AUSPROBIEREN:
Geben Sie aus dem Text über Kreditwürdigkeit und Datenbroker den Abschnitt von "Aber was ist, wenn" bis einschließlich "genau dies tun." wortgetreu wieder.

SEITENAUSZUG:

Aber was ist, wenn Sie keine umfassende Finanzgeschichte haben oder in einem Land leben, in dem es keine klaren Regeln für die Berechnung von Kreditscores gibt?

In diesen Fällen könnte Ihre Kreditwürdigkeit auf fast allem basieren. Was Sie in den sozialen Medien posten, ob Sie kürzlich einen Arzt aufgesucht haben oder in einem wohlhabenden Viertel leben oder nicht. Plötzlich könnte Ihr letzter Google-Suchverlauf oder Ihr letzter Beitrag auf TikTok beeinflussen, ob Sie diesen Kredit erhalten können.

Und wie erhalten Kreditanbieter diese Informationen über Sie? Genau, Datenbroker.

Dies ist nicht hypothetisch – es gibt in Indien Apps zur Kreditvergabe, die genau dies tun.

Selbst wenn Sie mit dem, was Sie in den sozialen Medien posten, vorsichtig sind, reicht es möglicherweise nicht aus. Nicht alles über Sie online ist korrekt und auch nicht die von Datenbrokern gesammelten Daten. Sie haben möglicherweise einen Beitrag von jemandem mit demselben Namen gefunden und vermuteten, dass Sie es waren. Oder jemand hat online etwas über Sie gesagt, das nicht stimmte. Leider wissen Sie dies wahrscheinlich nicht und können diese Fehler nicht korrigieren.

INHALT DES DATENSATZES:

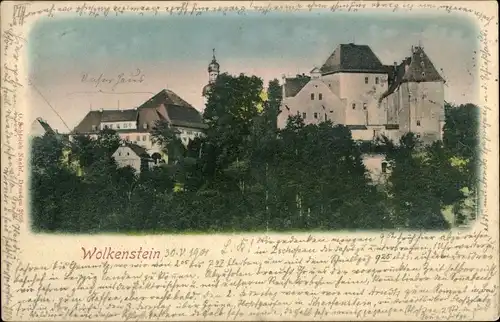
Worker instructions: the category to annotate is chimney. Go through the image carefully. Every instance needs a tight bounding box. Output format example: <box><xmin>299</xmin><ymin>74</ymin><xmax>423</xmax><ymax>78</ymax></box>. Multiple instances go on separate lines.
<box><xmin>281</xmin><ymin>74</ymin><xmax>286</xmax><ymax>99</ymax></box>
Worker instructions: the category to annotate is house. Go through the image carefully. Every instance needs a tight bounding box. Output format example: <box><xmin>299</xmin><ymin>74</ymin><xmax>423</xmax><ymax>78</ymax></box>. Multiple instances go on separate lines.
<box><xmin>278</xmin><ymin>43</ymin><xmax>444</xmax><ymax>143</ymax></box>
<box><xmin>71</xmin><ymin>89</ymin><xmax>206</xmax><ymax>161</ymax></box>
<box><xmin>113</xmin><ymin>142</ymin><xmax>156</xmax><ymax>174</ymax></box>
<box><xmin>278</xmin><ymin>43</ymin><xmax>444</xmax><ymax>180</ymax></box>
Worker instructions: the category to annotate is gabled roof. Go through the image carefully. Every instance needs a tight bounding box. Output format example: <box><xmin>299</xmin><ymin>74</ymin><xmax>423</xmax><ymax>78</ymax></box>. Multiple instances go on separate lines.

---

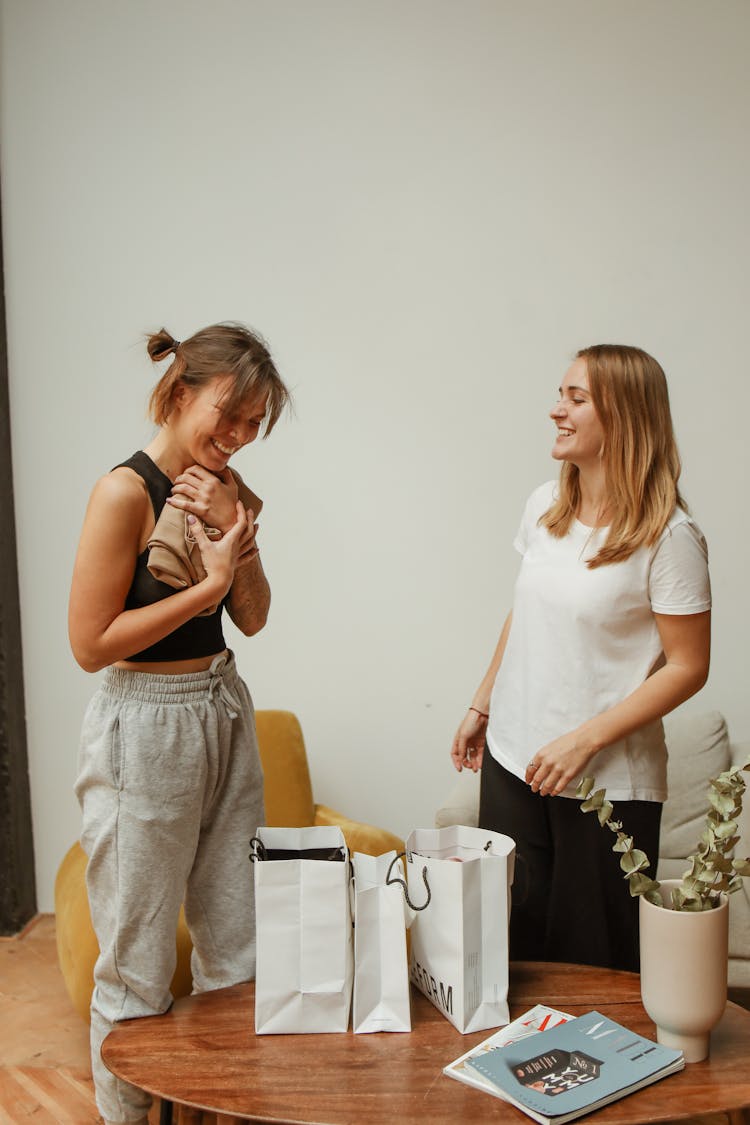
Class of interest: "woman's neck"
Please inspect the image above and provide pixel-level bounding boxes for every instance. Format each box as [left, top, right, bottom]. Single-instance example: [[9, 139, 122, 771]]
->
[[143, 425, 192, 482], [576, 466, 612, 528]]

ANTWORTBEREICH:
Aber was ist, wenn Sie keine umfassende Finanzgeschichte haben oder in einem Land leben, in dem es keine klaren Regeln für die Berechnung von Kreditscores gibt?

In diesen Fällen könnte Ihre Kreditwürdigkeit auf fast allem basieren. Was Sie in den sozialen Medien posten, ob Sie kürzlich einen Arzt aufgesucht haben oder in einem wohlhabenden Viertel leben oder nicht. Plötzlich könnte Ihr letzter Google-Suchverlauf oder Ihr letzter Beitrag auf TikTok beeinflussen, ob Sie diesen Kredit erhalten können.

Und wie erhalten Kreditanbieter diese Informationen über Sie? Genau, Datenbroker.

Dies ist nicht hypothetisch – es gibt in Indien Apps zur Kreditvergabe, die genau dies tun.